───── Source document ─────
True, but they will either be legitimate or not. If implicit conversion from bool
were supplied for integer arithmetic contexts but not relational operators,
I wouldn't think much would break, though I admit not thinking very far on that.
What use of bools as integers do not use integer-requiring operations that would
implicitly call the bool.__int__ method?
>
>
>Compatibility
>
>    Because of backwards compatibility, the bool type lacks many
>    properties that some would like to see.  For example, arithmetic
>    operations with one or two bool arguments is allowed, treating
>    False as 0 and True as 1.  Also, a bool may be used as a sequence
>    index.
>
>    I don't see this as a problem, and I don't want evolve the
>    language in this direction either; I don't believe that a stricter
>    interpretation of "Booleanness" makes the language any clearer.

I think in the most general sense bool(x) asks whether x belongs
to the subset of the possible x instances defined by its class as having
True bool values. No one can second-guess the class on that, or should, IMO.
I think an overridable __bool__ method for the object class makes
sense to test this set membership. (Of course, in practice it's usually
membership in the set having False bool values that's tested,
and the result inverted). To me, the issue of using bools 'as ints' is
a matter of defining implicit context-sensitive promotion rules between
types, and that's separate from bool's value as a class that now can
reflect its semantics better, e.g., through str and repr, appropriately
separate from int.

>
>    Another consequence of the compatibility requirement is that the
>    expression "True and 6" has the value 6, and similarly the
>    expression "False or None" has the value None.  The "and" and "or"
>    operators are usefully defined to return the first argument that
>    determines the outcome, and this won't change; in particular, they
>    don't force the outcome to be a bool.  Of course, if both
>    arguments are bools, the outcome is always a bool.  It can also
>    easily be coerced into being a bool by writing for example
>    "bool(x and y)".
This all works fine with my object.__bool__ suggestion, I believe. See
more above.

>
>
>Issues
>
>    Because the repr() or str() of a bool value is different from an
>    int value, some code (for example doctest-based unit tests, and
>    possibly database code that relies on things like "%s" % truth)
>    may fail.  How much of a backwards compatibility problem this will
>    be, I don't know.  If we this turns out to be a real problem, we
>    could changes the rules so that str() of a bool returns "0" or
>    "1", while repr() of a bool still returns "False" or "True".
>
>    Other languages (C99, C++, Java) name the constants "false" and
>    "true", in all lowercase.  In Python, I prefer to stick with the
>    example set by the existing built-in constants, which all use
>    CapitalizedWords: None, Ellipsis, NotImplemented (as well as all
>    built-in exceptions).  Python's built-in module uses all lowercase
>    for functions and types only.  But I'm willing to consider the
>    lowercase alternatives if enough people think it looks better.
>
>    It has been suggested that, in order to satisfy user expectations,
>    for every x that is considered true in a Boolean context, the
>    expression x == True should be true, and likewise if x is
>    considered false, x == False should be true.  This is of course
That's equivalent to demanding that bool(x)==x should be True, which is
only true for bools. Someone was having braindead moment. (I'm not immune ;-)
─────
Required tasks >>
A. Repeat the passage from the bool discussion, starting with "I think in the" and going on through "separate from int.".
B. In the bool discussion, which other languages are said to name the constants "false" and "true" in all lowercase?
───── Items ─────
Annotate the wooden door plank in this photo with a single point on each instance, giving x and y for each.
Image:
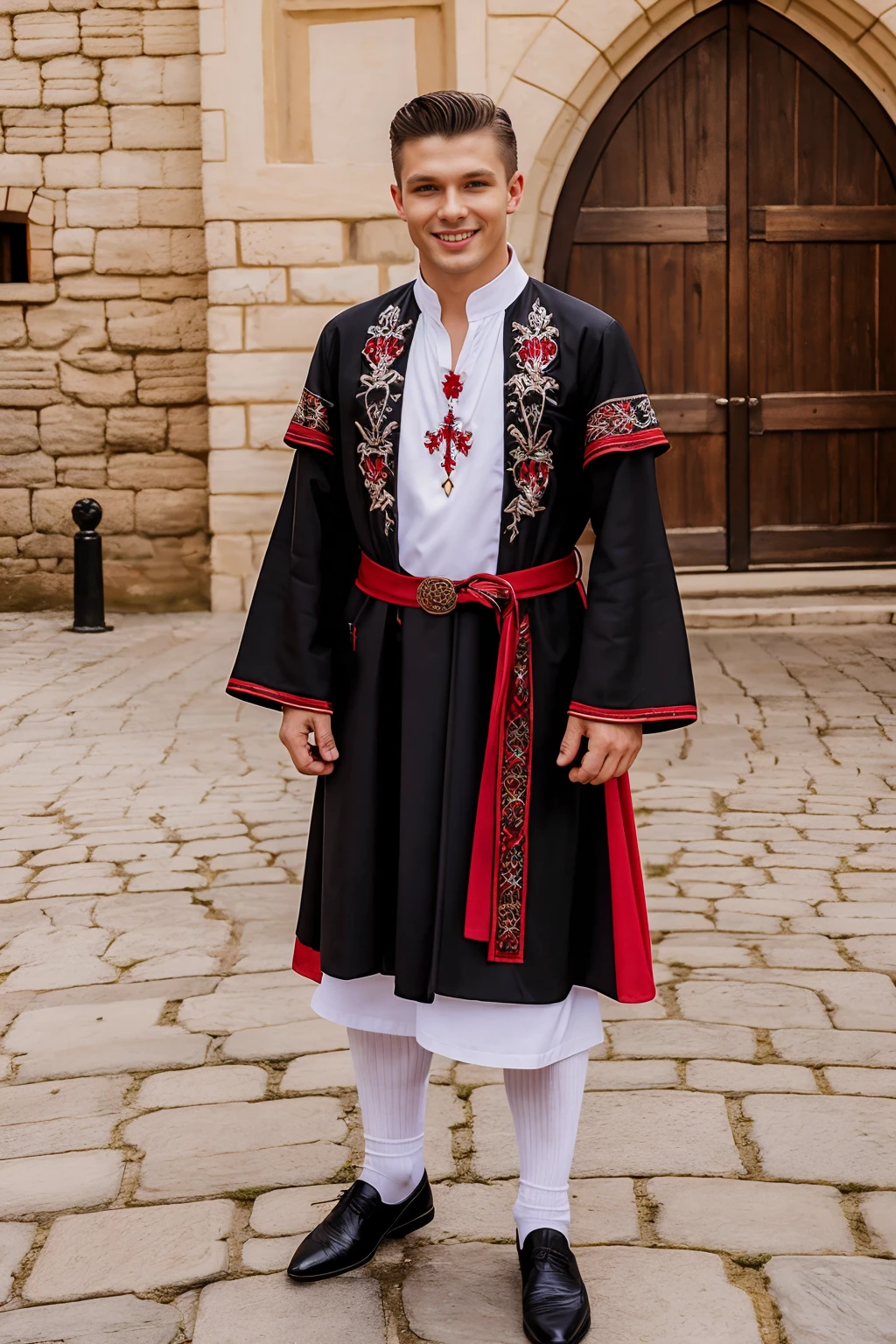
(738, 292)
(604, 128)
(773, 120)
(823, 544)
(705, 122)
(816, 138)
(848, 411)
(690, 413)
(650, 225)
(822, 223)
─────
───── Items ─────
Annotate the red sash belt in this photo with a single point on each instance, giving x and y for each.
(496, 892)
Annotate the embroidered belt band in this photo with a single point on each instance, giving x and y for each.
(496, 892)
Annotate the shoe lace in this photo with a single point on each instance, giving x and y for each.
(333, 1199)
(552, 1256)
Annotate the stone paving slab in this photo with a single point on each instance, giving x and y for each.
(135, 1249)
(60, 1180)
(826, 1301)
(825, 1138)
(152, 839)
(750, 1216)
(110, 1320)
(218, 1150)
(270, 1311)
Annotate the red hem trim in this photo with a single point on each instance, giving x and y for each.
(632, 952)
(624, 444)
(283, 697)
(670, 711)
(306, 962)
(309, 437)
─────
───── Items ─────
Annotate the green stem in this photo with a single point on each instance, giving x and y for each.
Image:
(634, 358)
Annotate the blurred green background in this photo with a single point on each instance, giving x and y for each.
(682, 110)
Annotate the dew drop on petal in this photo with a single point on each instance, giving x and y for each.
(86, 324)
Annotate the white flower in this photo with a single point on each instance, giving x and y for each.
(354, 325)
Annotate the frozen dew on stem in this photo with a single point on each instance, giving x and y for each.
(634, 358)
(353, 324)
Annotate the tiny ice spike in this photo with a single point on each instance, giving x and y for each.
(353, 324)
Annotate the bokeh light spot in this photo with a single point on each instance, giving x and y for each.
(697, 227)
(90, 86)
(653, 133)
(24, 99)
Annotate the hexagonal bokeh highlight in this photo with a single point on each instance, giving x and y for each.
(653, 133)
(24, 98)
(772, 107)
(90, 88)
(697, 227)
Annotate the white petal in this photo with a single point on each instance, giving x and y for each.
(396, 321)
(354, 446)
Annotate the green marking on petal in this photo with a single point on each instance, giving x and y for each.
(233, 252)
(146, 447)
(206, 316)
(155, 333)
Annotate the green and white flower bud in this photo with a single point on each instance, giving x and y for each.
─────
Results for the exercise >>
A.
I think in the most general sense bool(x) asks whether x belongs
to the subset of the possible x instances defined by its class as having
True bool values. No one can second-guess the class on that, or should, IMO.
I think an overridable __bool__ method for the object class makes
sense to test this set membership. (Of course, in practice it's usually
membership in the set having False bool values that's tested,
and the result inverted). To me, the issue of using bools 'as ints' is
a matter of defining implicit context-sensitive promotion rules between
types, and that's separate from bool's value as a class that now can
reflect its semantics better, e.g., through str and repr, appropriately
separate from int.

B. C99, C++, and Java.